(Input begins)
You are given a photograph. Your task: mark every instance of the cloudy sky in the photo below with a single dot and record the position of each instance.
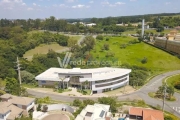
(23, 9)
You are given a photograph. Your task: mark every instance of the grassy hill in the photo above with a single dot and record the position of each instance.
(134, 53)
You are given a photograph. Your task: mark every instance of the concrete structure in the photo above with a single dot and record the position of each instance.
(97, 79)
(142, 32)
(136, 113)
(13, 107)
(171, 42)
(95, 112)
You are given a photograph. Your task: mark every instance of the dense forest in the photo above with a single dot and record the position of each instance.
(103, 25)
(16, 39)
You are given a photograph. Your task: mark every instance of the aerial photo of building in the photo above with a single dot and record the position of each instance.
(171, 42)
(98, 79)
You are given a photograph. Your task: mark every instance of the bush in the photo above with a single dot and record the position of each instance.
(144, 60)
(107, 39)
(106, 46)
(99, 37)
(123, 46)
(77, 103)
(177, 85)
(110, 54)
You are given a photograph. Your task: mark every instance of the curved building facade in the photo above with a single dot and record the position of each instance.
(98, 79)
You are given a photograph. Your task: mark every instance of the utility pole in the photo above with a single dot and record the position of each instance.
(164, 98)
(19, 70)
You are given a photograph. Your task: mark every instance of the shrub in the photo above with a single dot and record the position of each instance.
(77, 103)
(144, 60)
(110, 54)
(107, 39)
(106, 46)
(123, 46)
(99, 37)
(177, 85)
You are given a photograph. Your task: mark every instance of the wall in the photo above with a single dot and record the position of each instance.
(119, 83)
(31, 105)
(4, 117)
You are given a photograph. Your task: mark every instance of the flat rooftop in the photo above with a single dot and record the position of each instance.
(96, 73)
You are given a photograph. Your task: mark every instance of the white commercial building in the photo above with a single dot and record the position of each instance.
(96, 79)
(95, 112)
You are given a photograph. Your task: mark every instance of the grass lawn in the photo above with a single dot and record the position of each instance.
(157, 60)
(43, 49)
(170, 81)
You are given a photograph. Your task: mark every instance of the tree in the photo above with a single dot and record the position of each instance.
(112, 101)
(99, 37)
(27, 77)
(77, 103)
(85, 84)
(88, 102)
(39, 107)
(87, 43)
(12, 86)
(45, 108)
(170, 91)
(106, 46)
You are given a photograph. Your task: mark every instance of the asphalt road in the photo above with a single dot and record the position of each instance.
(152, 86)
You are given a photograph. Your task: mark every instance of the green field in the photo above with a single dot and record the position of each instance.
(134, 53)
(170, 81)
(43, 49)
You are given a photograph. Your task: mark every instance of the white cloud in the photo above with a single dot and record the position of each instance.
(91, 1)
(167, 3)
(120, 3)
(24, 4)
(70, 1)
(80, 6)
(29, 8)
(34, 4)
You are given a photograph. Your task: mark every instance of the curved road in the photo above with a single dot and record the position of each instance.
(152, 86)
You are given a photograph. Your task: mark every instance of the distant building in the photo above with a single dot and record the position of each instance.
(171, 42)
(95, 112)
(12, 107)
(137, 113)
(98, 79)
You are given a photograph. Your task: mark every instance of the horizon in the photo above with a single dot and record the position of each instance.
(81, 9)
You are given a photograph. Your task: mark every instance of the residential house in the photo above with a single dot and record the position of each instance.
(95, 112)
(12, 107)
(136, 113)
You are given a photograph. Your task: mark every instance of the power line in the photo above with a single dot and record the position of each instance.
(19, 70)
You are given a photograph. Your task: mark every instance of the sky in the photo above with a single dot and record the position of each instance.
(24, 9)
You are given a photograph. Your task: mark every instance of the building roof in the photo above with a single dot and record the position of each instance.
(94, 112)
(22, 100)
(147, 114)
(15, 111)
(94, 73)
(6, 96)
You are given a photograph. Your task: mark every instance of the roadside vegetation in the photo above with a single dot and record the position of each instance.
(175, 82)
(160, 93)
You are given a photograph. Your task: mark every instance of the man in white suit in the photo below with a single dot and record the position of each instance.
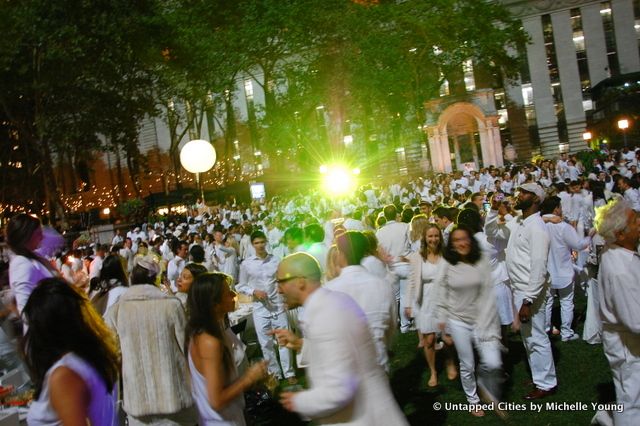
(346, 384)
(374, 295)
(619, 296)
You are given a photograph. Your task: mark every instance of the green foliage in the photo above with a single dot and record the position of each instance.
(135, 210)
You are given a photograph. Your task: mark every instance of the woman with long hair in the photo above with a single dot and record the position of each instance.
(372, 261)
(418, 225)
(110, 285)
(186, 278)
(425, 266)
(216, 355)
(467, 306)
(27, 267)
(72, 357)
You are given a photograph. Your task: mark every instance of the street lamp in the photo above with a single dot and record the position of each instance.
(623, 125)
(198, 156)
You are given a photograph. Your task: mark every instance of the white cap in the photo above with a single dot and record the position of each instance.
(534, 188)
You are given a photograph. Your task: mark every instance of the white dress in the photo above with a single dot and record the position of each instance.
(425, 320)
(232, 414)
(101, 411)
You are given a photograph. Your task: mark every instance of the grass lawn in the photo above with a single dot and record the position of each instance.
(583, 377)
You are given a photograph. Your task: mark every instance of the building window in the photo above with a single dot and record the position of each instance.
(248, 89)
(636, 14)
(581, 56)
(444, 87)
(527, 94)
(469, 80)
(610, 38)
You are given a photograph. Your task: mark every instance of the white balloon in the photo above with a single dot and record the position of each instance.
(198, 156)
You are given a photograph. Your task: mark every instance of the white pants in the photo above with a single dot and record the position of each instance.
(504, 302)
(402, 271)
(622, 350)
(566, 309)
(537, 344)
(490, 360)
(265, 322)
(592, 331)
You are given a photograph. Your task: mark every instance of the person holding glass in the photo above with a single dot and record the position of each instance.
(26, 267)
(425, 265)
(466, 305)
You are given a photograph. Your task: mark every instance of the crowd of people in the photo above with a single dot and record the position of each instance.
(139, 327)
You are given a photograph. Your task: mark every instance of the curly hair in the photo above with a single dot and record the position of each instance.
(452, 256)
(62, 320)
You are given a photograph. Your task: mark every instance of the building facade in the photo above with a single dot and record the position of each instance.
(574, 45)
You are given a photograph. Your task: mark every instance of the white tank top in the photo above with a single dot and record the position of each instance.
(232, 414)
(101, 410)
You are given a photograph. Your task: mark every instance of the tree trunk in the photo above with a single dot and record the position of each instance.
(56, 209)
(119, 171)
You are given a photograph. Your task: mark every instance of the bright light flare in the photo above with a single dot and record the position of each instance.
(338, 180)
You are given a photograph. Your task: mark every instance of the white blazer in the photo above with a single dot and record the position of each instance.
(347, 386)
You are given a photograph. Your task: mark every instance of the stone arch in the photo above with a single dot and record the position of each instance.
(462, 120)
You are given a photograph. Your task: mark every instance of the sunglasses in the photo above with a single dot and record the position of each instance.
(287, 279)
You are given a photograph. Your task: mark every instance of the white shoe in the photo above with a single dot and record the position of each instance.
(574, 336)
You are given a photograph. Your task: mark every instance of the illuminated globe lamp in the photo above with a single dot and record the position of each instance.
(198, 156)
(338, 180)
(623, 125)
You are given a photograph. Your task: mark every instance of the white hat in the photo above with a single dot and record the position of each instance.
(149, 265)
(534, 188)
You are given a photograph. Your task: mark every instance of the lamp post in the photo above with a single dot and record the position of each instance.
(623, 125)
(586, 136)
(198, 156)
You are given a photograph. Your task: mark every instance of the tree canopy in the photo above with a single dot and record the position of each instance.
(73, 70)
(Input ends)
# Task brief
Transcribe every entry word for word, but skip the pictures.

# Answer space
You are given a photograph. Your task: mark every instance of the cloudy sky in the photo below with a single dot and record the position of each instance.
(23, 9)
You are given a photograph. Your task: mark every instance of the grassy hill in the photo above with a single dot and record the position of each instance.
(134, 53)
You are given a photograph. Your task: mark every instance of the concrete structure in the photo above with a single dot and record the position of each instance.
(97, 79)
(142, 32)
(136, 113)
(13, 107)
(171, 42)
(95, 112)
You are given a photograph. Your task: mark every instance of the dense forest in the photo above with a single dot and record the position of each instance.
(103, 25)
(16, 39)
You are given a photograph. Your task: mark every instance of the aerial photo of building in the photo above with a single dot and record the position of each instance.
(171, 42)
(98, 79)
You are given a photograph. Your task: mark every instance of the bush in the photo above with a single dot and record the position of each instance.
(144, 60)
(107, 39)
(106, 46)
(99, 37)
(123, 46)
(77, 103)
(177, 85)
(110, 54)
You are given a photograph. Your task: mark every instance of the curved building facade in the photo above with a single dot and record the position of each instance.
(98, 79)
You are given a photograph. Your task: mark every instance of the utility pole in the photo above with a single dot and record the position of each instance.
(164, 98)
(19, 70)
You are given a photograph. Your task: mark every instance of the shrub in the photo above with a single dot and record the position of each instance.
(77, 103)
(144, 60)
(110, 54)
(107, 39)
(106, 46)
(123, 46)
(99, 37)
(177, 85)
You are given a photograph. Your task: mark every instance of the wall in the photo above with a single dot and record the position of each instance.
(119, 83)
(31, 105)
(4, 117)
You are given a photograph. Your task: mark every instance of the flat rooftop in the photo above with a single dot and record the position of each instance.
(96, 73)
You are given a photograph. Your task: mark every instance of the white commercial building in the photo above with a single dot and record the position of each instance.
(96, 79)
(95, 112)
You are given a photograph. Your task: mark every instance of the grass lawn in the photo above with a single dot and record the position of each instance.
(157, 60)
(43, 49)
(170, 81)
You are given a photograph. Your task: mark every instance of the tree in the photo above with a single dot and record the position of each instance.
(112, 101)
(99, 37)
(27, 77)
(77, 103)
(85, 84)
(88, 102)
(39, 107)
(87, 43)
(12, 86)
(45, 108)
(170, 91)
(106, 46)
You are given a photograph. Your task: mark every instance of the asphalt road in the photo above with a single dot and record the position of each instance.
(152, 86)
You are given a photograph. Your task: mark every instance of the green field in the photo above with a single dot and record the position of each instance.
(134, 53)
(170, 81)
(43, 49)
You are given a photograph. Your task: mark every instance of the white cloud in the photo above with a single dot and record the position of each instance.
(91, 1)
(167, 3)
(120, 3)
(24, 4)
(70, 1)
(80, 6)
(29, 8)
(34, 4)
You are given a photograph. Your task: mark every instance of the curved road in the photo above with a single dot and record the position of each instance.
(152, 86)
You are given a photograph. Your task: mark every instance of the distant building in the photo above with a single dot and record the position of each instance.
(171, 42)
(95, 112)
(12, 107)
(137, 113)
(98, 79)
You are given a photograph. Your task: mark every instance of the horizon in the photo above with a single dot and record the position of each instance.
(81, 9)
You are given a photograph. Your task: mark every instance of the residential house in the photo above with a single dot and record the position of each instance.
(95, 112)
(12, 107)
(136, 113)
You are given a photograph. Your task: mark every instance of the power line in the photo above with a single dot and record the position of each instance.
(19, 70)
You are given a photograph. Your task: mark every instance of the sky in the photo above with a single dot and record the position of each instance.
(24, 9)
You are given a photograph. Your task: mark every instance of the building roof in the photo above with a single dot and record the position of each instance.
(94, 112)
(22, 100)
(147, 114)
(15, 111)
(94, 73)
(6, 96)
You are given a photograph. Your task: mark every instance of the roadside vegetation in the photo above with a single dot and record the position of each instance.
(175, 82)
(160, 93)
You are given a photograph. Your task: mark every instance of the man in white suit in the photo below with a single dot and record the position of each instance.
(346, 384)
(374, 295)
(619, 296)
You are given a photograph. Your task: mark every instance of the green foliage in the photo above with a single dot and record the position of each instance.
(135, 210)
You are given a photograph. Your task: mark every instance of the woman with long hair in the photo above with a single dot and record the position of each instance.
(372, 261)
(418, 225)
(110, 285)
(186, 278)
(425, 266)
(216, 355)
(467, 306)
(27, 267)
(72, 357)
You are given a photograph. Your task: mark every instance of the street lamp in the photo above with a single dot and record the position of each instance.
(623, 125)
(198, 156)
You are given a photograph. Your task: mark every instance of the white cap in the photo above with a single dot and record the position of each instance.
(534, 188)
You are given a photograph. Your task: mark every instance of the white dress in the photo above with a single dot and record the position of each instance.
(425, 320)
(232, 414)
(101, 411)
You are given a photograph. Your task: mark every instance of the grass lawn in the photo above with a single dot and record the position of each instance.
(583, 377)
You are given a photograph. Your task: mark every instance of the building window in the photo above with a single dot and record the position of each instance.
(248, 89)
(636, 14)
(581, 56)
(444, 87)
(527, 94)
(469, 80)
(610, 38)
You are given a photograph. Your task: mark every instance of the white balloon in the photo above with a single dot and record the position of each instance.
(198, 156)
You are given a photograph. Your task: mark every instance of the white pants in the photo above with a single dot and record the position of each instance.
(504, 302)
(402, 271)
(622, 350)
(566, 309)
(537, 344)
(490, 360)
(265, 322)
(592, 331)
You are given a photograph. Your task: mark every instance of the person holding glass in the photo above with a single dot and record the position of each instance.
(26, 267)
(425, 265)
(466, 305)
You are given a photograph. Your task: mark every instance of the crowd of people in the photo above with a single dot and record the position of each instance.
(139, 327)
You are given a photograph. Your task: mark every instance of the curly hair in the photo above with a single dot and record the position of each instance.
(452, 256)
(62, 320)
You are given a photograph. Your task: mark every instance of the building facade in the photo above with a single dot and record the position of each instance.
(574, 45)
You are given a photograph. Your task: mark every instance of the white tank top in the photo above with a single dot and record the position of each instance.
(232, 414)
(101, 410)
You are given a photograph. Your task: mark every instance of the tree trunk in the photo above with a single dot and record the position of each instance.
(56, 209)
(119, 171)
You are given a photograph. Your task: mark every instance of the bright light flare in the photo above with a single dot and record the position of each instance.
(338, 180)
You are given a photograph. Your task: mark every instance of the white blazer in the photo above with a single dot and record the position of each instance.
(347, 386)
You are given a photograph. Your task: mark every instance of the stone arch in the photo above with a single dot and record the position of each instance.
(462, 120)
You are given a photograph. Your task: mark every instance of the sunglasses in the photo above with a single dot and record the position of each instance.
(287, 279)
You are given a photograph. Your task: mark every instance of the white shoe in the photo above with a single dot and record the position of each instance.
(574, 336)
You are given a photograph. Your task: mark every instance of the illuminated globe lamp in the photo above with a single dot and record the position of each instance.
(198, 156)
(338, 180)
(623, 125)
You are given a photograph. Your task: mark every instance of the white hat in the photo above with a single dot and record the position of each instance.
(149, 265)
(534, 188)
You are given a photograph. Your task: mark every instance of the lamp post in the photo above with a single dot and record the position of each instance.
(623, 125)
(586, 136)
(198, 156)
You are given a photograph. Your task: mark every instance of the tree canopy in the photo above with a single dot and record the position of each instance.
(73, 70)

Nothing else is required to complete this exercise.